- _THE EXERCISE_
Reproduce part of the forum thread on propane as an inert gas word for word, starting at the words "Unless you are" and stopping after "shows none advertised.".

== TEXT ==

Sciencemadness Discussion Board

Propane as an inert-gas

thechemMo - 30-9-2018 at 01:45

I know there has kinda been a thread about that.I wanna make it a little bit more specific,though.
I’ve read a thread on HIVE about the demethylation of Ethylvanilin to give protocatechuic aldehyde https://chemistry.mdma.ch/hiveboard/novel/000291912.html .The paper mentioned in this thread used Argon as an inert.I wanna use propane because it’s more excessebile and cheap.I don’t see anything against this „theory“ but I’m a little bit worried about explosion dangers.I‘d do it like this:3 neck rb flask,left neck I’d attach the tube that is connected to my propane tank with a suitable Glas Adapter.In the middle neck I‘d have my Friedrich condenser where I would on the top attach a „tube adapter“ made from Glas to let the propane gas get out of the apparatus(an then it would be ignited with a torch or something so that nothing comes into the atmosphere ).On the right neck Id just have my thermometer quick fit.Do u think that would work?

[Edited on 30-9-2018 by thechemMo]

Sulaiman - 30-9-2018 at 10:00

You could consider bubbling the exhaust gas through water to act as a flame trap ?

unionised - 30-9-2018 at 10:04

Did you consider CO2?

macckone - 30-9-2018 at 22:36

Argon is available as 'wine preserving' gas in fine wine stores.
If argon is unavailable, I would suggest butane rather than propane.
Butane can be bought without odorant.
To my knowledge propane cannot.
The thiol used as an odorant may cause issues.
If you use butane make sure you do it outside and use a flame arrestor on the outlet.
Unless you are working in a real lab and it is ethyl ether rated.
Butane has similar LEL and a higher activation energy than ethyl ether.

zed - 2-10-2018 at 12:21

It is possible CO2 will serve?

Might be sufficiently inert under your reaction conditions, and it is easy to generate.

I've seen Argon tanks at "Harbor Freight", in the past.

But, a current search of their site, shows none advertised.

ninhydric1 - 2-10-2018 at 19:49

Or use nitrogen gas. Remove the O2 from the atmospheric air with a flame and use water to absorb CO2. Send the gas through sulfuric acid to dry it. Or you could buy it if you have access to it.

morganbw - 5-10-2018 at 13:50

I would try the reaction without the inert gas. Maybe it is needed but sometimes it becomes a habit that is used with all trials.

I did not see any results shown without the inert gas.

===
== DATA SECTION ==

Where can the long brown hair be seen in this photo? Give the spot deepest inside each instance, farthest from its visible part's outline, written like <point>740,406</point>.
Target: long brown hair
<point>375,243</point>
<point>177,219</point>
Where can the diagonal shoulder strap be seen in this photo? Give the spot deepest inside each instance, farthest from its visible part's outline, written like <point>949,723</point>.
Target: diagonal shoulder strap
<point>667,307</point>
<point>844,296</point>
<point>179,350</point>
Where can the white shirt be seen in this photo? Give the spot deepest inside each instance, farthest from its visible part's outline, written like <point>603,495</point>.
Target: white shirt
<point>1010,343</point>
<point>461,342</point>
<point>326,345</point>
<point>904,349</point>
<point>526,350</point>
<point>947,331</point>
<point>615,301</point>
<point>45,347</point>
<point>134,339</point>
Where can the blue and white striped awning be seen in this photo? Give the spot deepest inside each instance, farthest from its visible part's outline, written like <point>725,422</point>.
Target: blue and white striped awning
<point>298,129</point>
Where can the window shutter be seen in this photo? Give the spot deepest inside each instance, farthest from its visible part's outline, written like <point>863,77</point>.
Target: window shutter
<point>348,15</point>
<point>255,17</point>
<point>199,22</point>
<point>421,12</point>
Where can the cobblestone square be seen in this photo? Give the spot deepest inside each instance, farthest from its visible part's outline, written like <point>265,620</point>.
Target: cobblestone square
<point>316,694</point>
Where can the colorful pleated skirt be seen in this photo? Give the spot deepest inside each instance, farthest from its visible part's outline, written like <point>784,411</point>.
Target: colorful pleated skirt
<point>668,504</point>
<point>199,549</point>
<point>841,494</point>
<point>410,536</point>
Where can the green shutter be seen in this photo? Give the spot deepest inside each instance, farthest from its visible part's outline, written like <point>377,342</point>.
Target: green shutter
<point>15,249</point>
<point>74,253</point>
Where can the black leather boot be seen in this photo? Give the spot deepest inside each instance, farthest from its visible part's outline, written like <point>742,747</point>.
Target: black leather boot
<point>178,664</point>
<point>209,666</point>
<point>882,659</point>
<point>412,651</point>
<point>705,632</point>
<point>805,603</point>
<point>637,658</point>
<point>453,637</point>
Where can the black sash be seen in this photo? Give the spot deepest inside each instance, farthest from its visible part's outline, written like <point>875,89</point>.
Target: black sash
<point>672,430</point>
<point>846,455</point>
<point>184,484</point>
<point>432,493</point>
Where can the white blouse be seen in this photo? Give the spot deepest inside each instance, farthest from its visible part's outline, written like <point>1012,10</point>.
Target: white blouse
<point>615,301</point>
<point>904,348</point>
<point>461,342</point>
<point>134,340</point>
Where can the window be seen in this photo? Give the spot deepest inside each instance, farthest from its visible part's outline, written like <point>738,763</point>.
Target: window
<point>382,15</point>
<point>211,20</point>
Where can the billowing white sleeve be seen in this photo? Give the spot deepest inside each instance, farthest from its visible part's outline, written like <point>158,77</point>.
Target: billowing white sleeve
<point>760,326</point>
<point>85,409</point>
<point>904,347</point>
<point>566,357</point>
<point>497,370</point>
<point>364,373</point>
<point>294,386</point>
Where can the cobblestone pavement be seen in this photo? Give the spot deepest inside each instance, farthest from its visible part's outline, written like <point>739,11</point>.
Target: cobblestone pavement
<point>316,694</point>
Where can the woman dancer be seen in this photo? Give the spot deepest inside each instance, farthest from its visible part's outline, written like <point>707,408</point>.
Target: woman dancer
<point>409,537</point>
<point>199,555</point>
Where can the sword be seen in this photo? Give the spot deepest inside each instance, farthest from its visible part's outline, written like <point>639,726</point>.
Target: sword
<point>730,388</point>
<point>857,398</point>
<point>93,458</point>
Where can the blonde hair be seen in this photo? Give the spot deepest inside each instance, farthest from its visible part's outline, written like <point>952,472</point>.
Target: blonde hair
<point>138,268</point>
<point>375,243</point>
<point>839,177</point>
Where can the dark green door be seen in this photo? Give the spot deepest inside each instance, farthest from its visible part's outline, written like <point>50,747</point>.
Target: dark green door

===

- _COMPLETE RESPONSE_
Unless you are working in a real lab and it is ethyl ether rated.
Butane has similar LEL and a higher activation energy than ethyl ether.

zed - 2-10-2018 at 12:21

It is possible CO2 will serve?

Might be sufficiently inert under your reaction conditions, and it is easy to generate.

I've seen Argon tanks at "Harbor Freight", in the past.

But, a current search of their site, shows none advertised.